- TUGAS TERTULIS:
Tentukan apakah setiap pernyataan berikut sesuai dengan teks tentang obligasi syariah mudharabah di bawah, lalu jawab ya atau tidak disertai kutipan kata-kata penentu dari teks tersebut. (a) Struktur mudharabah dinilai paling sesuai untuk investasi berjumlah besar dengan jangka yang relatif panjang. (b) Struktur yang berdasar akad jual beli tidak mensyaratkan jaminan atas aset yang didanai. (c) Kecenderungan regional dan global bergeser dari penggunaan Mudharabah ke Murabahah.

- TEKS HALAMAN:
===============
Di Indonesia, yang digunakan
dalam penerbitan obligasi syariah adalah struktur Mudharabah (bagi hasil
pendapatan) baik yang telah diterbitkan maupun yang akan diterbitkan dalam
waktu dekat. Sehingga, yang dikenal adalah obligasi syariah mudharabah.
Obligasi syariah mudharabah
memang telah memiliki pedoman khusus dengan disahkannya Fatwa No: 33/DSN-MUI/
IX/2002. Disebutkan dalam fatwa tersebut, bahwa Obligasi Syariah Mudharabah
adalah obligasi syariah yang menggunakan akad mudharabah. Selain telah
mempunyai pedoman khusus, terdapat beberapa alasan lain yang mendasari
pemilihan struktur mudharabah ini, di antaranya adalah:
a) Bentuk pendanaan yang paling sesuai untuk
investasi dalam jumlah besar dan jangka yang relatif panjang;
b) Dapat digunakan untuk pendanaan umum (general financing) seperti pendanaan
modal kerja ataupun pendanaan capital expenditure;
c) Mudharabah merupakan percampuran kerja
sama antara modal dan jasa (kegiatan usaha) sehingga membuatnya strukturnya
memungkinkan untuk tidak memerlukan jaminan (collateral) atas aset yang spesifik. Hal ini berbeda dengan
struktur yang menggunakan dasar akad jual beli yang mensyaratkan jaminan atas
aset yang didanai;
d) Kecenderungan regional dan global, dari
penggunaan struktur Murabahah dan Bai bi-thaman Ajil menjadi Mudharabah dan
Ijarah.
===============
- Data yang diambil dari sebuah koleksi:
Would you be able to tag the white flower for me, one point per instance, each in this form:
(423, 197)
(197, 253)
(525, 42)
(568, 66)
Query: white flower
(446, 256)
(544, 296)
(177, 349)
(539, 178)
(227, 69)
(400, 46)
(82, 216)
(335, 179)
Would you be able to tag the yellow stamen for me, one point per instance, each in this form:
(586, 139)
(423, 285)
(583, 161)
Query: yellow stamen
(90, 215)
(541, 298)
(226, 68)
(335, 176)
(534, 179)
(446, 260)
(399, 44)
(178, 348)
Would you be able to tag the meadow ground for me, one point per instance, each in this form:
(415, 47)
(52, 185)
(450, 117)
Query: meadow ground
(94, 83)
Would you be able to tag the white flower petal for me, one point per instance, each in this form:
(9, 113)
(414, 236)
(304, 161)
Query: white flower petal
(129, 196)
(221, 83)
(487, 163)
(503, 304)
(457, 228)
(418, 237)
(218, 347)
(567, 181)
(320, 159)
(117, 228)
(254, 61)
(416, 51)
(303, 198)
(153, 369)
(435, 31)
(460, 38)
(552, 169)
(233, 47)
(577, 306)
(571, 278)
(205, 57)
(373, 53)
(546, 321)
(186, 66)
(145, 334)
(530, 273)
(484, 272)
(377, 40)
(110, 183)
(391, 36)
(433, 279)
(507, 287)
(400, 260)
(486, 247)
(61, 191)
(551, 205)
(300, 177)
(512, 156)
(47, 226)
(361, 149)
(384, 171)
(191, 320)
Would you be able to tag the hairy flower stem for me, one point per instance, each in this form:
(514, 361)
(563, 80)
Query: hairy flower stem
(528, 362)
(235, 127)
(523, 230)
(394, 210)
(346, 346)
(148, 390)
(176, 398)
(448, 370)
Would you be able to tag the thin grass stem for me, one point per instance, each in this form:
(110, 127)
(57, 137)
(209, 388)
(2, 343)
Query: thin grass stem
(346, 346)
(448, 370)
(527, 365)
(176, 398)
===============
- HASIL LATIHAN:
(a) Ya: "investasi dalam jumlah besar dan jangka yang relatif panjang"
(b) Tidak: "struktur yang menggunakan dasar akad jual beli yang mensyaratkan jaminan atas"
(c) Tidak: "penggunaan struktur Murabahah dan Bai bi-thaman Ajil menjadi Mudharabah dan"